[MATERIAL PROVIDED — start]
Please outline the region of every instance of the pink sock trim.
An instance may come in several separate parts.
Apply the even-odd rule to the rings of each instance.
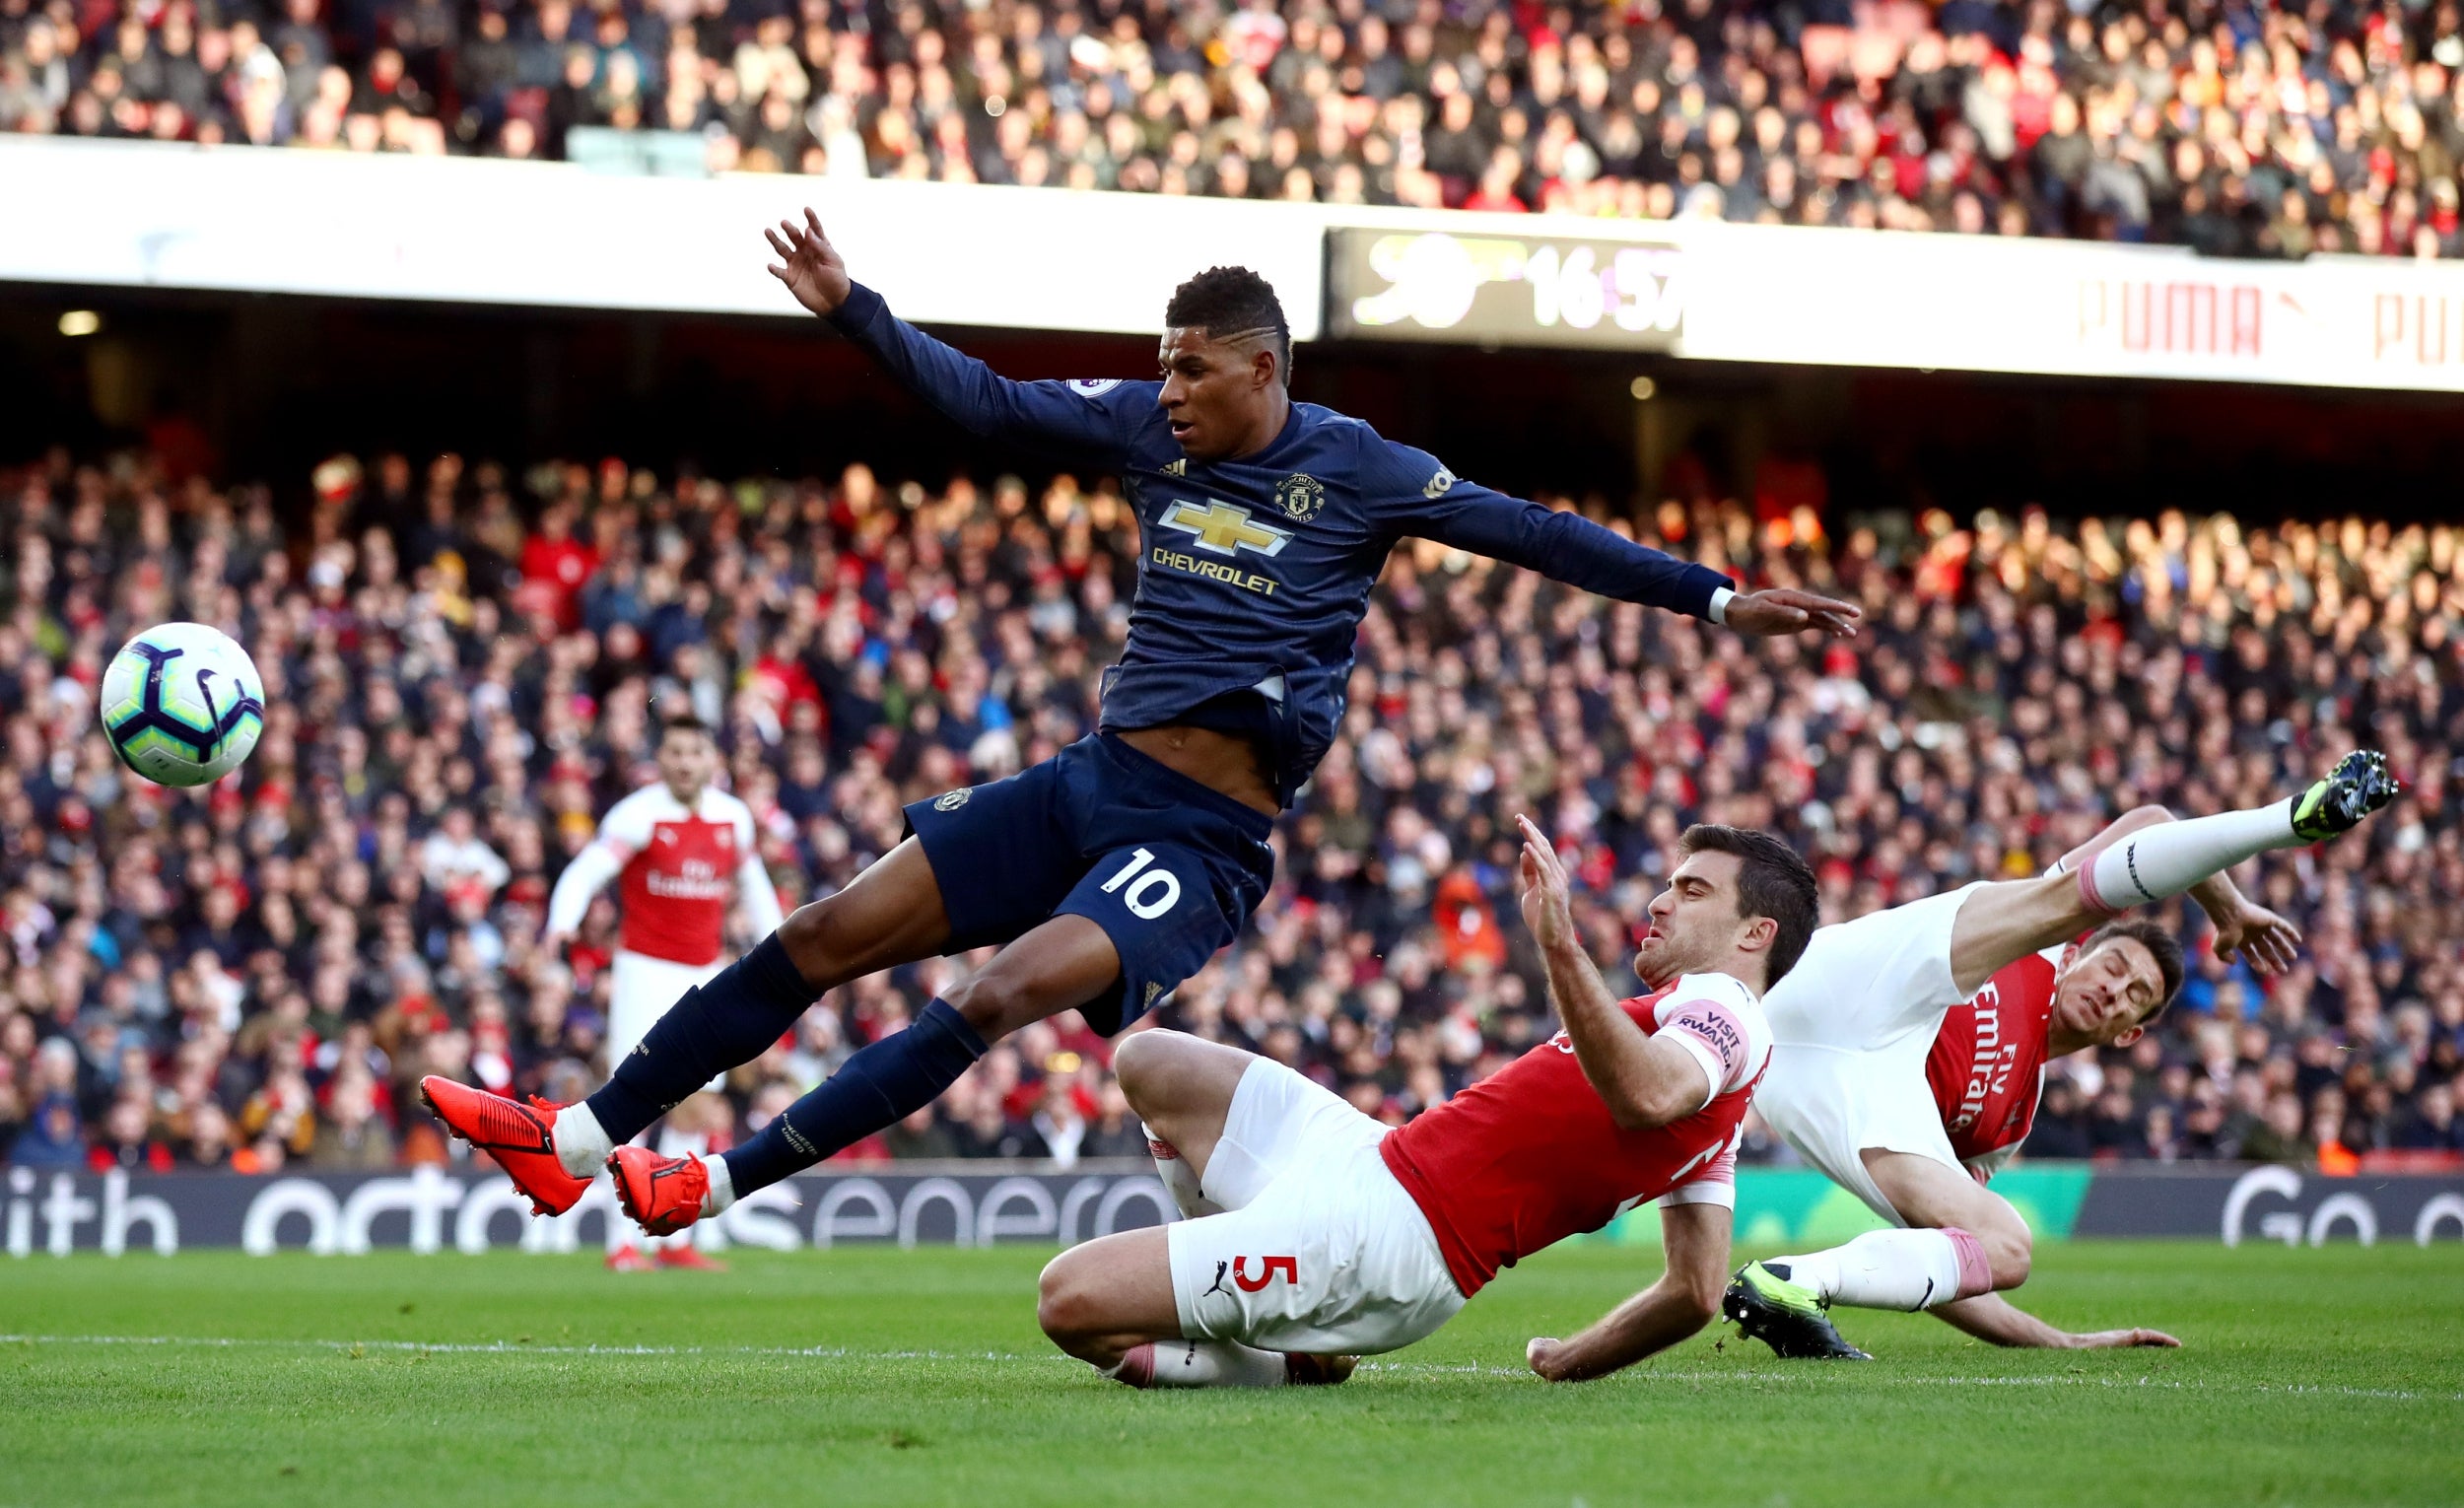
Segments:
[[[1132,1388],[1153,1387],[1155,1385],[1155,1342],[1149,1340],[1144,1345],[1132,1347],[1128,1355],[1121,1358],[1121,1365],[1112,1369],[1112,1378],[1115,1382],[1128,1383]]]
[[[1959,1291],[1952,1299],[1993,1292],[1994,1266],[1985,1260],[1985,1243],[1956,1225],[1944,1226],[1942,1233],[1951,1238],[1951,1254],[1959,1259]]]
[[[2122,908],[2108,903],[2096,891],[2096,856],[2093,854],[2079,866],[2079,898],[2097,916],[2118,917],[2122,914]]]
[MATERIAL PROVIDED — finish]
EXERCISE AIM —
Skip every image and output the remaining records exactly.

ANSWER TO THE EXERCISE —
Please outline the region of every instance of the pink sock trim.
An instance may come in several separate parts.
Apply the even-odd rule to the rings of each instance.
Segments:
[[[1132,1388],[1153,1387],[1155,1385],[1155,1342],[1149,1340],[1144,1345],[1132,1347],[1128,1355],[1121,1358],[1121,1365],[1112,1369],[1112,1378],[1115,1382],[1128,1383]]]
[[[1959,1291],[1952,1299],[1993,1292],[1994,1266],[1985,1260],[1985,1243],[1956,1225],[1944,1226],[1942,1233],[1951,1238],[1951,1254],[1959,1259]]]
[[[2122,908],[2108,903],[2096,891],[2096,856],[2093,854],[2079,866],[2079,898],[2097,916],[2118,917],[2122,914]]]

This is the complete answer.